• _Travail demandé_:
- a) Répondez à ces questions d'après la notice bibliographique :
(i) Quelle maison d'édition a publié l'ouvrage présenté ?
(ii) En quelle année a paru le premier volume ?
(iii) Dans quel numéro du bulletin "JEUNES ET VOCATIONS" a paru le compte-rendu du deuxième volume ?
- b) Relevez dans la notice bibliographique les sous-titres des trois volumes de "DEUX MILLE ANS D'EGLISE EN QUESTION".
- c) Poursuivez la notice bibliographique à partir de sa dernière phrase.

Bibliographie


"DEUX MILLE ANS D’EGLISE EN QUESTION - Du Schisme d’Occident à Vatican II"
Gustave Martelet, Le Cerf 1990 - 367 p.

Le présent ouvrage a été précédé de deux autres volumes. Le premier en 1984 est intitulé : "DEUX MILLE ANS d’EGLISE EN QUESTION - Crise de la Foi, crise du prêtre". Le deuxième en 1990 sous le titre "DEUX MILLE ANS D’EGLISE EN QUESTION - Des martyrs à l’Inquisition". Il s’agit d’un développement historico-théologique où l’auteur analyse la manière dont a été véhiculé le rapport du prêtre à l’Eglise et au monde, ainsi que la vision théorique du prêtre affirmée à chaque période de cette histoire.

Un compte-rendu assez ample de ce deuxième volume a été donné dans le n° 58 du bulletin "JEUNES ET VOCATIONS", pp.101 à 108. C’est à la suite de ce texte que se situe le présent compte-rendu du troisième volume.

• _Données enregistrées_:
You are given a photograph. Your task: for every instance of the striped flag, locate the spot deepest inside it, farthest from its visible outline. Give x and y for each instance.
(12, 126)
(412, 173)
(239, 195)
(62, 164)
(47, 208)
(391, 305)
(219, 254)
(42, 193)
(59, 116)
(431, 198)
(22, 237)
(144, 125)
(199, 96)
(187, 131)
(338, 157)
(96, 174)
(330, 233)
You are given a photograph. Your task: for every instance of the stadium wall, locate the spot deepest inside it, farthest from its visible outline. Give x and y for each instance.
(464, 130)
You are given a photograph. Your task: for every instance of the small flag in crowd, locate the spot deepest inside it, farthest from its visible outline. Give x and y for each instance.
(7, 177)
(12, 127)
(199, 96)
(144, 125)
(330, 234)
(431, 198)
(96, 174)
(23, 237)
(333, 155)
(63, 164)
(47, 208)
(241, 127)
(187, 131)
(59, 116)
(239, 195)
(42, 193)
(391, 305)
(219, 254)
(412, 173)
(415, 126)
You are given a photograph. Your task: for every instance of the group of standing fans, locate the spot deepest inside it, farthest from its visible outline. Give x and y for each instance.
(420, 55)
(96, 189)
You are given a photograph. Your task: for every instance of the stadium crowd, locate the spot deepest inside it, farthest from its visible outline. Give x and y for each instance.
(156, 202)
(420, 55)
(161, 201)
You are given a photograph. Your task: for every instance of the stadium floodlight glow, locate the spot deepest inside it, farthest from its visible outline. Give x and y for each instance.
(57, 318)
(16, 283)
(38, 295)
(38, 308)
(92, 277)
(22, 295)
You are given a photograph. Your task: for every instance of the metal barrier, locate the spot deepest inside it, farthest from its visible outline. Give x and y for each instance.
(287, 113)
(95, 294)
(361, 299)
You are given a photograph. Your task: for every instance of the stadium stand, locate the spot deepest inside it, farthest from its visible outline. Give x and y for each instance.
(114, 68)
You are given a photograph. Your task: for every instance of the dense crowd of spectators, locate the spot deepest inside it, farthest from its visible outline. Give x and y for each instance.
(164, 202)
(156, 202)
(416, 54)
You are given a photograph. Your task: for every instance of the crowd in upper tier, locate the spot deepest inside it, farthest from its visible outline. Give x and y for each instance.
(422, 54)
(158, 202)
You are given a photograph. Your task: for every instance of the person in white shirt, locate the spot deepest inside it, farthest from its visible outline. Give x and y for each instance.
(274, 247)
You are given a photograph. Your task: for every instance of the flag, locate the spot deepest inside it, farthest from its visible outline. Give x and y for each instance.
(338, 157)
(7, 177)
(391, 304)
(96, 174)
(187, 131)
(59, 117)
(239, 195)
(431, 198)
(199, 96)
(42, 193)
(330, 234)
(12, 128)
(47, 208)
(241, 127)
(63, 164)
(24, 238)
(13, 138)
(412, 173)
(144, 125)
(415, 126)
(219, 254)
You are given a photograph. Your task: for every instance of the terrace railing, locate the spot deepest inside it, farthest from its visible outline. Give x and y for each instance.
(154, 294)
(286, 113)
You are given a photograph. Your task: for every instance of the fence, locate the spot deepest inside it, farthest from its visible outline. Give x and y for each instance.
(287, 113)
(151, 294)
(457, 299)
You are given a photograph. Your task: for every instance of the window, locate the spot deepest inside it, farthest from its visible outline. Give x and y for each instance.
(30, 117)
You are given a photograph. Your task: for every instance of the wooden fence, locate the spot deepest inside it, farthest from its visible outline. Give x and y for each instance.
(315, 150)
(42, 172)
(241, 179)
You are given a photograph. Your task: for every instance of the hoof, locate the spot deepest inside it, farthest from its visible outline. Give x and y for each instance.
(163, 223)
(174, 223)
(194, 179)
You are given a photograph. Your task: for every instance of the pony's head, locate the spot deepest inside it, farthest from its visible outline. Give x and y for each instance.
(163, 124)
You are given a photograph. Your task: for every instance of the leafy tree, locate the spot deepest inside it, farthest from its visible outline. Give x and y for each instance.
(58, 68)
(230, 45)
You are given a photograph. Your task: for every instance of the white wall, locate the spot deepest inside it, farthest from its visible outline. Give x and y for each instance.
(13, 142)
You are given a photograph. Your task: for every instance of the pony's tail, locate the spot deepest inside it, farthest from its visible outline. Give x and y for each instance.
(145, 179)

• _Réponses attendues_:
- a)
(i) Le Cerf
(ii) 1984
(iii) Le n° 58

- b)
- Du Schisme d'Occident à Vatican II
- Crise de la Foi, crise du prêtre
- Des martyrs à l'Inquisition

- c)
- I -

  • Du 4ème au 13ème siècle s’étend une période de possession relativement tranquille sur le sujet qui nous intéresse ici, malgré les incertitudes sur la nature de l’épiscopat et un déplacement d’accent qui privilégie l’aspect hiérarchique de l’Eglise au détriment de son apostolicité pourtant fondamentale. Cette tension sera très souvent notée et critiquée dans l’ouvrage. Sous l’influence de D’uns SCOT(1308) et de Guillaume d’OCKHAM (1350) la synthèse théologique élaborée au 13ème siècle se trouve fort secouée, - comme l’Eglise elle-même par le grand schisme d’Occident où trois papes prétendent contradictoirement au ministère de l’unité -.Les papes de la Renaissance, par leur conduite, compromettent le prestige spirituel de Rome. Ainsi la Réforme protestante se profile en continuité : elle conclut autant qu’elle inaugure. En ce qui concerne le ministère apostolique, sacerdotalement qualifié, les temps de possession relativement tranquille sont révolus pour une période qui va jusqu’à nos jours. Aussi l’auteur entend bien traiter de cette période avec un constant souci oecuménique, aussi attentif à chercher la vérité qu’à bannir la polémique.

 

  • Il est inutile de préciser davantage les faits et les idées qui ont annoncé et provoqué la crise de la Réforme protestante.
    • Dès la fin du 13ème siècle, Henri de GAND (1293) théologien, affirme que dans l’hypothèse où l’Eglise contredirait l’Ecriture, il faudrait sacrifier l’Eglise et appuyer la foi chrétienne sur la seule Ecriture : c’est nier 1’apostolicité de l’Eglise qui lui confère "le charisme de vérité".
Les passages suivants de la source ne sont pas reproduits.